### TO BE DONE
Reproduce, character for character, the lines of the material below, starting at the line that contains "building is clearly" and ending at the last line of the material.

### MATERIAL FOR THIS EXERCISE
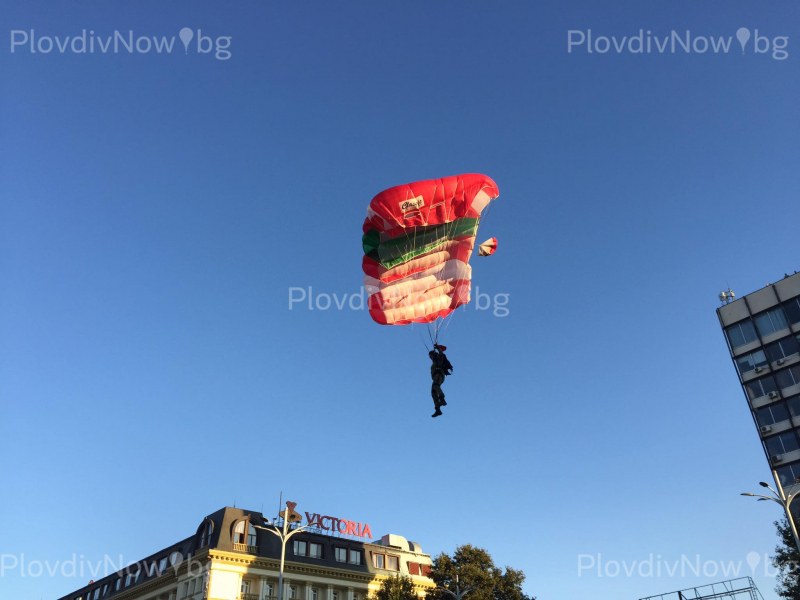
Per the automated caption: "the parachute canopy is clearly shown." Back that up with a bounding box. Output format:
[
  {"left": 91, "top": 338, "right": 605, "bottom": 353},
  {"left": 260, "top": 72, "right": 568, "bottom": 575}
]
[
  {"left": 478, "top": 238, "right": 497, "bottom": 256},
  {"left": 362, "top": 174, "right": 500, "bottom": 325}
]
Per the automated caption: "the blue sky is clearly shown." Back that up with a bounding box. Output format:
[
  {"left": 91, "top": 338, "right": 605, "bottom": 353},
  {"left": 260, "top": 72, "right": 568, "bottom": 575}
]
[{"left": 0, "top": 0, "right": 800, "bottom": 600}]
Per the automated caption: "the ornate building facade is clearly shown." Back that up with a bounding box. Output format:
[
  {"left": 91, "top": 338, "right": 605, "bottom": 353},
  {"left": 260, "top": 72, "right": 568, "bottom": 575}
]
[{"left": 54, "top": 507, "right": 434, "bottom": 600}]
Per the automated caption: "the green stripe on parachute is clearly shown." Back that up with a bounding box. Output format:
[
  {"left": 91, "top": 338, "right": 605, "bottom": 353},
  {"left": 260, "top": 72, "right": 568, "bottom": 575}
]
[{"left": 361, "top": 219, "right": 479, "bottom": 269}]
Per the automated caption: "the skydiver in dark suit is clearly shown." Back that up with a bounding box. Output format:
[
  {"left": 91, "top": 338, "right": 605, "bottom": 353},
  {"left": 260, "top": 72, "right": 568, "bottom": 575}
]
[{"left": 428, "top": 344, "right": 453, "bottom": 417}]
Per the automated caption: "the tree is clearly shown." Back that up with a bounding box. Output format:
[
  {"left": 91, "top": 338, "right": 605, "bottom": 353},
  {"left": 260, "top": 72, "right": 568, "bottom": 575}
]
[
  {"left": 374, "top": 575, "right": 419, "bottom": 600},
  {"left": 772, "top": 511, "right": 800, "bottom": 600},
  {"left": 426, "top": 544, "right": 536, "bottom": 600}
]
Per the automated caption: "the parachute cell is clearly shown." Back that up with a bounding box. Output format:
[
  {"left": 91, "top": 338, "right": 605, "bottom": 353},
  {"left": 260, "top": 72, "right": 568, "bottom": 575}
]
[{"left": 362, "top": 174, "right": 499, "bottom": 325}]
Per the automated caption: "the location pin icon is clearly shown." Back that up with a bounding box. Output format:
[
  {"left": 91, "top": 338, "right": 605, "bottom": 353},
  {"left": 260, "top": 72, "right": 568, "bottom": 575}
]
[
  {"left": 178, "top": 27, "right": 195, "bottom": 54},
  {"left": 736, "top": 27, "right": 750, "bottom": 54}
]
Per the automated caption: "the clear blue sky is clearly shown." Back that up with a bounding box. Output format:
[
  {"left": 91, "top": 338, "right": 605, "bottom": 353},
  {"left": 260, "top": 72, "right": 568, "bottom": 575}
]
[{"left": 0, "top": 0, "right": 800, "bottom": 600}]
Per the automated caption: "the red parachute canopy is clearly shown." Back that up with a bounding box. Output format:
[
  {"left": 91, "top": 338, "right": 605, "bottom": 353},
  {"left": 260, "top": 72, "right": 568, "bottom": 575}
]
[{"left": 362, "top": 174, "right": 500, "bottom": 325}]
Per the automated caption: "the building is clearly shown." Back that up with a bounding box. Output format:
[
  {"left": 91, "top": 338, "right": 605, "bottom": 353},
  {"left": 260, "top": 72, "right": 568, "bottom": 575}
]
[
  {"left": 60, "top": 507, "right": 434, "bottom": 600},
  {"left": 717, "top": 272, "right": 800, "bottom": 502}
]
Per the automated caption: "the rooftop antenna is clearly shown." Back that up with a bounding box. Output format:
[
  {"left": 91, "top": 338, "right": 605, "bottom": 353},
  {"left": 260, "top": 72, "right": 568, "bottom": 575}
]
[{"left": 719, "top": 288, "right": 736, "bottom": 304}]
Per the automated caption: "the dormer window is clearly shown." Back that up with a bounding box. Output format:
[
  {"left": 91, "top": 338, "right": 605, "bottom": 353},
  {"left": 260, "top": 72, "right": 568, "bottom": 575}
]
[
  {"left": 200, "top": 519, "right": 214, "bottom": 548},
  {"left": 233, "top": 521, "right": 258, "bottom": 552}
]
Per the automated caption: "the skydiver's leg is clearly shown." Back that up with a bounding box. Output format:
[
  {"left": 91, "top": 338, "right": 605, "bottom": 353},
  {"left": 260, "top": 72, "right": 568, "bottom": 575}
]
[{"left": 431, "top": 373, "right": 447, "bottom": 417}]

### RESPONSE TO THIS TASK
Per the automated caption: "the building is clearly shown." Back that up with a bounding box. Output format:
[
  {"left": 91, "top": 338, "right": 605, "bottom": 353},
  {"left": 260, "top": 72, "right": 568, "bottom": 575}
]
[
  {"left": 60, "top": 507, "right": 434, "bottom": 600},
  {"left": 717, "top": 272, "right": 800, "bottom": 502}
]
Per the automated caption: "the rooftop antenna is clearly shown." Back that up with a bounding box. Output format:
[
  {"left": 91, "top": 338, "right": 605, "bottom": 353},
  {"left": 260, "top": 72, "right": 568, "bottom": 575}
]
[{"left": 719, "top": 288, "right": 736, "bottom": 304}]
Per the automated caption: "the dormer window is clearly shown." Back that up with a bounding box. Output format:
[
  {"left": 91, "top": 338, "right": 605, "bottom": 353},
  {"left": 260, "top": 72, "right": 568, "bottom": 575}
]
[
  {"left": 200, "top": 519, "right": 214, "bottom": 548},
  {"left": 233, "top": 521, "right": 258, "bottom": 552}
]
Per the automated caption: "the skydiver's leg is clearly shown." Back that up with a bounding box. Output format:
[
  {"left": 91, "top": 338, "right": 605, "bottom": 353},
  {"left": 260, "top": 72, "right": 568, "bottom": 575}
]
[{"left": 431, "top": 373, "right": 447, "bottom": 417}]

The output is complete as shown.